**Source information**
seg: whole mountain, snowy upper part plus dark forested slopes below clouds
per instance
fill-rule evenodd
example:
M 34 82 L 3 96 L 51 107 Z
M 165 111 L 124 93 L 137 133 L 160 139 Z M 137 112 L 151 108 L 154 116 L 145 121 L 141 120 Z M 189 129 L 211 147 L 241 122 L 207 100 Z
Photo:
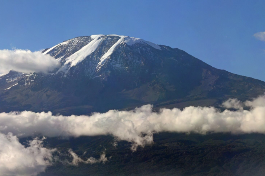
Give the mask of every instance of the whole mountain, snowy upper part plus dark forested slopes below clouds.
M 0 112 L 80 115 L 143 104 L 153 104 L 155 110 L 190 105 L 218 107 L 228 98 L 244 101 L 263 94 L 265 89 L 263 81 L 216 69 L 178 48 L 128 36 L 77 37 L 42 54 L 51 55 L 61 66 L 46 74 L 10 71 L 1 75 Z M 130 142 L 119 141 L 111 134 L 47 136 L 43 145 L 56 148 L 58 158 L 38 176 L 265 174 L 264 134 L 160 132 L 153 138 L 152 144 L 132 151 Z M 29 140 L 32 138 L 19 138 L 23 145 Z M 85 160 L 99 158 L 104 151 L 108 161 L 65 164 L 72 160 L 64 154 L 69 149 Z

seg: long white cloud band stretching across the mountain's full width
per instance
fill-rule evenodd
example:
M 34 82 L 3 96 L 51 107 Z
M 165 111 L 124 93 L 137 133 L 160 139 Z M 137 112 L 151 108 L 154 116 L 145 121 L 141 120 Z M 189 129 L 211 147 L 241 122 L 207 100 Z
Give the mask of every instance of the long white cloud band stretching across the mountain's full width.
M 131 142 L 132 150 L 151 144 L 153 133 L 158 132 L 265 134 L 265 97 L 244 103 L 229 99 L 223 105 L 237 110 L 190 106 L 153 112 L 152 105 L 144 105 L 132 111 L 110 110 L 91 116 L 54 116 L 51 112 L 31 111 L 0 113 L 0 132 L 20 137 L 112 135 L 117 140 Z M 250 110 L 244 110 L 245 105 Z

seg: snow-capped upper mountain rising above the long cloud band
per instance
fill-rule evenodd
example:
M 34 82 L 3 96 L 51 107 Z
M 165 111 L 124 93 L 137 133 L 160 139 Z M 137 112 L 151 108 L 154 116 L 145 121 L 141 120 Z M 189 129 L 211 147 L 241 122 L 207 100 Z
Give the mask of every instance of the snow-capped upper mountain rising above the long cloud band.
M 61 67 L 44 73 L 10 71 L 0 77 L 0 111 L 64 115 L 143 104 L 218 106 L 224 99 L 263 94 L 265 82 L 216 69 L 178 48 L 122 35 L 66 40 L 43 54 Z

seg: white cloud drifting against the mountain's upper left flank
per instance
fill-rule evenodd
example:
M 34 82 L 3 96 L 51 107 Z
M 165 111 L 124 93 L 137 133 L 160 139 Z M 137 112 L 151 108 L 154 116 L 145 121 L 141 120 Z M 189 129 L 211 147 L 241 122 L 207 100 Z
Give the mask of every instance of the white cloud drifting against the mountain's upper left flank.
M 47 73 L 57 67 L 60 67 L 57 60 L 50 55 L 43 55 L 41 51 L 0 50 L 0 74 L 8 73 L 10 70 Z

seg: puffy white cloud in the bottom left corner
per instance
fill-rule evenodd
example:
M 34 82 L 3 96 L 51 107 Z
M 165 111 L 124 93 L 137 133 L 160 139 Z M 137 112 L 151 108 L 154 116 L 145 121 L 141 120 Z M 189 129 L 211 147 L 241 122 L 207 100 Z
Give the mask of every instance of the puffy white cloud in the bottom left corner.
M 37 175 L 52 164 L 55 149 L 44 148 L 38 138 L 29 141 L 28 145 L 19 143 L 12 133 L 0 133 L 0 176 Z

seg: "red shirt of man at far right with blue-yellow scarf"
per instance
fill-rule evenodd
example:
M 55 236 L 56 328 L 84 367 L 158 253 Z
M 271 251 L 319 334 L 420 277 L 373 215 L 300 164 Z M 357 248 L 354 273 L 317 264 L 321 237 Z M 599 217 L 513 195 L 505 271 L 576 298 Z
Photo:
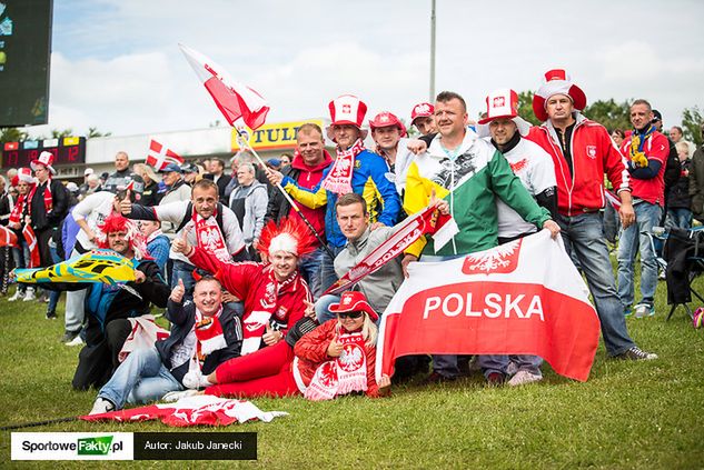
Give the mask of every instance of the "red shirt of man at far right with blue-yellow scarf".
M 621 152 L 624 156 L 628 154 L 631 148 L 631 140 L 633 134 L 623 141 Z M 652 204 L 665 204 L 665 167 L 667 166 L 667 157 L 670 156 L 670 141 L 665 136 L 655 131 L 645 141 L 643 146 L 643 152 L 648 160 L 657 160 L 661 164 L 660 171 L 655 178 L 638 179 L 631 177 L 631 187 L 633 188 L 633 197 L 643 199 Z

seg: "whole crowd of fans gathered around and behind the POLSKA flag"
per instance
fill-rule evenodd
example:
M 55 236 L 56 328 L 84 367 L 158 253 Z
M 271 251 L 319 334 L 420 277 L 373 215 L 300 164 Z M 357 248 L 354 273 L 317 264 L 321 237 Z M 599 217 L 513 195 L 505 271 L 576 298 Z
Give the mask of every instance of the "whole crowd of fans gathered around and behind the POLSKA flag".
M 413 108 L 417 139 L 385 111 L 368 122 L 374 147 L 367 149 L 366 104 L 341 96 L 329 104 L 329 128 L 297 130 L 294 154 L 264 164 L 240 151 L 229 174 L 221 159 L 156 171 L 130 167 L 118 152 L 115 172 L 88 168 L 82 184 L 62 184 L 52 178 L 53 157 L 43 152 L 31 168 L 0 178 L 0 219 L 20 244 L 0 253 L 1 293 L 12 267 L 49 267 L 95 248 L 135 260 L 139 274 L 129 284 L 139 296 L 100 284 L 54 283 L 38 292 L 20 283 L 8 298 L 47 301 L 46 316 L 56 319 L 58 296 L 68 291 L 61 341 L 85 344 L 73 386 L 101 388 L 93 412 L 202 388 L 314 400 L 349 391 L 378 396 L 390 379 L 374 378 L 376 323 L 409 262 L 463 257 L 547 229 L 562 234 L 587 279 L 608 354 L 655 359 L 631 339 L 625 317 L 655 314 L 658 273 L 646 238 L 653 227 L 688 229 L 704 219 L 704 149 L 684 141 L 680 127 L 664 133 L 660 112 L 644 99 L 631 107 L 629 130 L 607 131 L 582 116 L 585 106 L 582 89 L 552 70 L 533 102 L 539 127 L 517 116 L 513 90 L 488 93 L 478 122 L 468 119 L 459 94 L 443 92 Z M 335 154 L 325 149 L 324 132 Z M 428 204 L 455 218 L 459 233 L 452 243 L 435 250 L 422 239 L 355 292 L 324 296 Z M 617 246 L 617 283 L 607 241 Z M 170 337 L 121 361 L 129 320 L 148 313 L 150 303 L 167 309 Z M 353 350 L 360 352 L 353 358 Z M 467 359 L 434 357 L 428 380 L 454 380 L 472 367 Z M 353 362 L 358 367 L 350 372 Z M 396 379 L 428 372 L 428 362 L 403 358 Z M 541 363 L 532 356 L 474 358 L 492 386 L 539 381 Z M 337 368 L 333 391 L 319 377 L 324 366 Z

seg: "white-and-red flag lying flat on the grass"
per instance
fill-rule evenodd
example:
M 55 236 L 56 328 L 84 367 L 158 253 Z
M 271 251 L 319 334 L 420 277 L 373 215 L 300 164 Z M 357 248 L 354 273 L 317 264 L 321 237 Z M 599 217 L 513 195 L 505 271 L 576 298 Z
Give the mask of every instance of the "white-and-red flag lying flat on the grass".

**Problem to solve**
Everything in the material above must be repeated exactly, apart from its pictures.

**Response to this exercise**
seg: whole mountain, snowy upper part plus dark forested slopes below clouds
per instance
fill-rule evenodd
example:
M 34 82 L 3 96 L 51 107 Z
M 165 111 L 124 93 L 137 133 L 160 139 Z M 137 112 L 151 108 L 154 116 L 145 121 L 141 120 Z M 189 129 L 211 147 L 241 122 L 207 100 Z
Photo:
Give the mask of every instance of the whole mountain, snowy upper part plus dark forested slopes below clouds.
M 0 112 L 80 115 L 143 104 L 153 104 L 155 110 L 190 105 L 218 107 L 228 98 L 244 101 L 263 94 L 265 89 L 263 81 L 216 69 L 178 48 L 128 36 L 77 37 L 42 54 L 51 55 L 61 66 L 46 74 L 10 71 L 1 75 Z M 130 142 L 119 141 L 111 134 L 47 136 L 43 145 L 56 148 L 58 158 L 38 176 L 265 174 L 264 134 L 160 132 L 153 138 L 152 144 L 132 151 Z M 29 140 L 32 138 L 19 138 L 23 145 Z M 85 160 L 99 158 L 104 151 L 108 161 L 65 164 L 72 160 L 64 154 L 69 149 Z

seg: long white cloud band stretching across the mountain's full width
per instance
fill-rule evenodd
example:
M 34 82 L 3 96 L 51 107 Z
M 165 111 L 124 93 L 137 133 L 160 139 Z M 137 112 L 151 108 L 154 116 L 145 121 L 141 120 Z M 189 129 L 211 147 L 241 122 L 207 100 Z
Give the mask of every instance of the long white cloud band stretching across the mountain's full width.
M 131 142 L 132 150 L 151 144 L 153 133 L 158 132 L 265 134 L 265 97 L 244 103 L 229 99 L 223 105 L 237 110 L 190 106 L 153 112 L 152 105 L 144 105 L 132 111 L 110 110 L 91 116 L 54 116 L 51 112 L 31 111 L 0 113 L 0 132 L 20 137 L 112 135 L 117 140 Z M 250 110 L 244 110 L 245 105 Z

seg: snow-capped upper mountain rising above the long cloud band
per instance
fill-rule evenodd
example:
M 34 82 L 3 96 L 51 107 Z
M 165 111 L 124 93 L 137 133 L 160 139 Z M 137 112 L 151 108 L 154 116 L 145 121 L 141 120 Z M 189 129 L 211 147 L 241 122 L 207 100 Z
Give the mask of every instance of the snow-capped upper mountain rising above the long cloud band.
M 61 67 L 44 73 L 10 71 L 0 77 L 0 111 L 64 115 L 143 104 L 218 106 L 224 99 L 263 94 L 265 82 L 216 69 L 178 48 L 122 35 L 66 40 L 43 54 Z

seg: white cloud drifting against the mountain's upper left flank
per instance
fill-rule evenodd
example:
M 34 82 L 3 96 L 51 107 Z
M 165 111 L 124 93 L 137 133 L 160 139 Z M 137 112 L 151 108 L 154 116 L 145 121 L 141 120 Z M 189 129 L 211 147 L 241 122 L 207 100 Z
Give the mask of every instance of the white cloud drifting against the mountain's upper left flank.
M 47 73 L 57 67 L 60 67 L 57 60 L 50 55 L 43 55 L 41 51 L 0 50 L 0 74 L 8 73 L 10 70 Z

seg: puffy white cloud in the bottom left corner
per instance
fill-rule evenodd
example:
M 34 82 L 3 96 L 51 107 Z
M 165 111 L 124 93 L 137 133 L 160 139 Z M 137 112 L 151 108 L 154 116 L 145 121 L 141 120 Z M 189 129 L 211 147 L 241 122 L 207 100 Z
Give the mask of every instance of the puffy white cloud in the bottom left corner.
M 37 175 L 52 164 L 55 149 L 44 148 L 38 138 L 29 141 L 28 145 L 19 143 L 12 133 L 0 133 L 0 176 Z

seg: "red shirt of man at far right with blue-yellow scarf"
per instance
fill-rule evenodd
example:
M 55 236 L 56 328 L 84 367 L 158 253 Z
M 271 251 L 319 334 L 420 277 L 373 215 L 300 164 Z M 357 248 L 354 273 L 317 264 L 321 237 Z M 599 217 L 513 195 L 505 271 L 576 298 Z
Photo:
Give the mask of every instance of the "red shirt of man at far right with blue-yellow scarf".
M 621 152 L 624 156 L 628 154 L 631 148 L 631 140 L 633 134 L 623 141 Z M 652 204 L 665 204 L 665 167 L 667 166 L 667 157 L 670 156 L 670 141 L 665 136 L 655 131 L 645 141 L 643 146 L 643 152 L 648 160 L 657 160 L 661 164 L 660 171 L 655 178 L 638 179 L 631 177 L 631 187 L 633 188 L 633 197 L 643 199 Z

seg: "whole crowd of fans gathered around and behind the POLSKA flag"
per instance
fill-rule evenodd
example:
M 55 236 L 56 328 L 84 367 L 158 253 Z
M 271 251 L 319 334 L 420 277 L 373 215 L 300 164 Z M 357 248 L 354 273 L 317 264 L 321 237 Z M 599 217 L 513 195 L 505 271 L 576 298 Z
Give the mask of every instance of the "whole crowd of fans gathered around and behind the POLSKA flag".
M 413 108 L 417 139 L 385 111 L 368 122 L 374 147 L 367 149 L 366 104 L 341 96 L 329 104 L 329 128 L 297 130 L 294 154 L 264 164 L 240 151 L 229 174 L 221 159 L 156 171 L 130 167 L 118 152 L 115 172 L 88 168 L 82 184 L 62 184 L 52 178 L 53 157 L 43 152 L 31 168 L 0 178 L 0 219 L 20 244 L 0 253 L 1 293 L 12 267 L 49 267 L 95 248 L 135 260 L 139 274 L 129 284 L 139 296 L 100 284 L 54 283 L 38 292 L 20 283 L 8 298 L 47 301 L 46 316 L 56 319 L 58 296 L 68 291 L 61 341 L 85 344 L 73 386 L 101 388 L 93 412 L 202 388 L 314 400 L 349 391 L 378 396 L 390 379 L 374 378 L 376 323 L 409 262 L 463 257 L 547 229 L 562 234 L 587 279 L 608 354 L 655 359 L 631 339 L 625 317 L 655 314 L 658 273 L 646 238 L 653 227 L 688 229 L 704 219 L 704 149 L 684 141 L 680 127 L 664 133 L 660 112 L 644 99 L 631 107 L 629 130 L 607 131 L 582 116 L 585 106 L 582 89 L 552 70 L 533 102 L 539 127 L 517 116 L 513 90 L 488 93 L 478 122 L 468 119 L 459 94 L 443 92 Z M 335 154 L 325 149 L 324 132 Z M 428 204 L 455 218 L 459 233 L 452 243 L 435 250 L 422 239 L 355 292 L 324 296 Z M 617 246 L 617 283 L 607 241 Z M 170 337 L 121 361 L 129 320 L 148 313 L 150 303 L 167 309 Z M 353 350 L 360 352 L 353 358 Z M 467 359 L 434 357 L 428 380 L 454 380 L 472 367 Z M 353 362 L 358 367 L 350 372 Z M 396 379 L 428 372 L 428 362 L 403 358 Z M 541 363 L 532 356 L 474 358 L 492 386 L 539 381 Z M 337 368 L 333 391 L 319 377 L 324 366 Z

seg: "white-and-red flag lying flat on the grass"
per instance
fill-rule evenodd
example:
M 55 236 L 56 328 L 84 367 L 158 253 Z
M 271 251 L 319 334 L 420 277 L 373 215 L 300 164 Z M 357 248 L 354 273 L 317 264 L 321 237 Z M 599 217 L 513 195 L 505 271 L 576 298 Z
Give the mask of every instance of the "white-and-red flag lying flat on the grass".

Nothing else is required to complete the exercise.